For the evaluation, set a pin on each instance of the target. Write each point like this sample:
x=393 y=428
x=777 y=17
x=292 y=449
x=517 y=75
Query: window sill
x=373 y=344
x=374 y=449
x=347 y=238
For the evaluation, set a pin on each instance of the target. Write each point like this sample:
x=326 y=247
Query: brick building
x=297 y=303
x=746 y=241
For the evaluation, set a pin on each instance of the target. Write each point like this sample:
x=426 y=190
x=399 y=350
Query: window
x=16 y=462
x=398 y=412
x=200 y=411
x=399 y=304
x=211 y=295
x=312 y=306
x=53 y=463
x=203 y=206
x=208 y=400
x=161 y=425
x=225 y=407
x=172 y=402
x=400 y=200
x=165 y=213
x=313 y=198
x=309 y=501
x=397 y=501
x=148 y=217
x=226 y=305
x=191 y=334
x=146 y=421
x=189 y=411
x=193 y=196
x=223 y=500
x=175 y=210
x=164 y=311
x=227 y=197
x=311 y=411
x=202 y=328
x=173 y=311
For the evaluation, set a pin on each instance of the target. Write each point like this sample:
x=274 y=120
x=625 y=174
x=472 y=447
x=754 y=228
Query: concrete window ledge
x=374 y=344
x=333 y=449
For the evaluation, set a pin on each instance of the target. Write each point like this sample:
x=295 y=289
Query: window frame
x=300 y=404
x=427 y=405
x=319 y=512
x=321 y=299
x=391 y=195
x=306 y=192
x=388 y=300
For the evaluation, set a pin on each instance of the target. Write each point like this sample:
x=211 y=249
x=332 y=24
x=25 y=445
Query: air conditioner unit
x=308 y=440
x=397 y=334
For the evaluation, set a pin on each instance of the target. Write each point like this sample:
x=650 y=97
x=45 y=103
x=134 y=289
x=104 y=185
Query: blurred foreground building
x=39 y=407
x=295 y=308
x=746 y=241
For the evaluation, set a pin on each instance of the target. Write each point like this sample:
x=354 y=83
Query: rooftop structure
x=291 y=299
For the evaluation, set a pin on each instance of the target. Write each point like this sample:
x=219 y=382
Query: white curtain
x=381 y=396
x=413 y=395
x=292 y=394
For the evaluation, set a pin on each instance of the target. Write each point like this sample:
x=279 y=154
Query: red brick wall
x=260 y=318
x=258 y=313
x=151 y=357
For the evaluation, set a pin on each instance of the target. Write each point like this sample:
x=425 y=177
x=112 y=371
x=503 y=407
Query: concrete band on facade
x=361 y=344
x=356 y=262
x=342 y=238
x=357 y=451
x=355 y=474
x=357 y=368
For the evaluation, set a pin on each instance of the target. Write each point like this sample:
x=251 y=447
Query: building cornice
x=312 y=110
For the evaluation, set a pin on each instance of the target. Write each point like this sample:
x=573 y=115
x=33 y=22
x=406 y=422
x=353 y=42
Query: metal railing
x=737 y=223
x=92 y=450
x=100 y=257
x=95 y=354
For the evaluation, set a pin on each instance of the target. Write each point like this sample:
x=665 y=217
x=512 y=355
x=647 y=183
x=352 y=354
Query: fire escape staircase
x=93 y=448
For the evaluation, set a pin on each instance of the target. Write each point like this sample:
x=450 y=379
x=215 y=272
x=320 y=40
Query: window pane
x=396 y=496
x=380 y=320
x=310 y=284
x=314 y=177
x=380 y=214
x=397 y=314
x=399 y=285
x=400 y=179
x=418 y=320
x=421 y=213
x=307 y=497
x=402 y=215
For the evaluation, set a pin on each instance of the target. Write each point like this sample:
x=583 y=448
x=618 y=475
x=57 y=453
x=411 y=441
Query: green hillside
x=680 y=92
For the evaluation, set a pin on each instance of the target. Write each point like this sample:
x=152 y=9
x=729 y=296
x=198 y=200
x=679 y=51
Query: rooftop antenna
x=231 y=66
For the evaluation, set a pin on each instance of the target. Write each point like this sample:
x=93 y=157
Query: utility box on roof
******
Stated task
Can you restate every record above word for word?

Written solution
For the evaluation, set a pin on each instance of the target. Write each point like this sample:
x=393 y=428
x=777 y=17
x=292 y=449
x=517 y=75
Query: window sill
x=373 y=344
x=374 y=449
x=347 y=238
For the evaluation, set a pin on each instance of the target. Write each point like this sample:
x=326 y=247
Query: brick building
x=297 y=303
x=746 y=241
For the evaluation, set a pin on each instance of the target. Write each point like this sample:
x=426 y=190
x=399 y=350
Query: window
x=16 y=462
x=398 y=412
x=200 y=411
x=399 y=304
x=211 y=295
x=312 y=306
x=53 y=463
x=203 y=206
x=208 y=400
x=161 y=425
x=225 y=407
x=172 y=402
x=400 y=200
x=165 y=213
x=313 y=198
x=309 y=501
x=397 y=501
x=148 y=217
x=226 y=305
x=191 y=334
x=146 y=421
x=189 y=411
x=193 y=196
x=223 y=500
x=175 y=210
x=164 y=311
x=227 y=197
x=311 y=411
x=202 y=328
x=173 y=311
For the evaluation, set a pin on each instance of the target. Write each point like this sample:
x=274 y=120
x=625 y=174
x=472 y=447
x=754 y=228
Query: concrete window ledge
x=374 y=344
x=333 y=449
For the evaluation, set a pin on each instance of the target. Write each point like this sample:
x=295 y=289
Query: window frame
x=300 y=404
x=427 y=405
x=319 y=512
x=321 y=299
x=391 y=195
x=306 y=192
x=388 y=300
For the evaluation, set a pin on each instance of the target. Write each point like this sample:
x=211 y=249
x=332 y=24
x=25 y=445
Query: air conditioner unit
x=308 y=440
x=397 y=334
For the evaluation, set a pin on each instance of the target. Write each point like this sample:
x=650 y=97
x=45 y=103
x=134 y=289
x=104 y=185
Query: blurred foreground building
x=39 y=407
x=295 y=308
x=746 y=241
For the evaluation, set a pin on each instance of the target. Write each point like this sample:
x=354 y=83
Query: rooftop structure
x=291 y=299
For the evaluation, set a pin on each instance of the target. Write each point like this sample:
x=219 y=382
Query: white curtain
x=381 y=396
x=413 y=395
x=292 y=394
For the evaluation, set a pin on each instance of the target. Write each point like this sample:
x=279 y=154
Query: red brick wall
x=260 y=318
x=258 y=313
x=151 y=357
For the evaluation, set a pin on each instance of the target. Write each point like this sample:
x=425 y=177
x=112 y=371
x=503 y=407
Query: concrete band on facade
x=361 y=344
x=356 y=262
x=342 y=238
x=357 y=451
x=355 y=474
x=357 y=368
For the evaluation, set a pin on each instance of the target. Write each point like this sample:
x=251 y=447
Query: building cornice
x=312 y=110
For the evaluation, set a pin on each instance of the target. Write each point like this sample:
x=573 y=115
x=33 y=22
x=406 y=422
x=353 y=42
Query: metal railing
x=737 y=223
x=92 y=450
x=100 y=257
x=95 y=354
For the evaluation, set a pin on each instance of the target. Write each point like this sample:
x=665 y=217
x=512 y=355
x=647 y=183
x=352 y=354
Query: fire escape staircase
x=93 y=448
For the evaluation, set a pin on each instance of the target. Write each point like this sample:
x=450 y=379
x=215 y=272
x=320 y=40
Query: window pane
x=396 y=496
x=380 y=320
x=310 y=284
x=314 y=177
x=380 y=214
x=397 y=314
x=399 y=285
x=400 y=179
x=418 y=320
x=421 y=213
x=307 y=497
x=402 y=215
For the evaluation, set a pin on each instance of the target. Write each point like this sample:
x=583 y=448
x=618 y=475
x=57 y=453
x=411 y=441
Query: green hillside
x=680 y=92
For the evaluation, set a pin on each instance of the target. Write each point like this sample:
x=152 y=9
x=729 y=296
x=198 y=200
x=679 y=51
Query: rooftop antenna
x=231 y=66
For the evaluation, set a pin on each instance of the target. Write each point like this sample:
x=93 y=157
Query: utility box on roof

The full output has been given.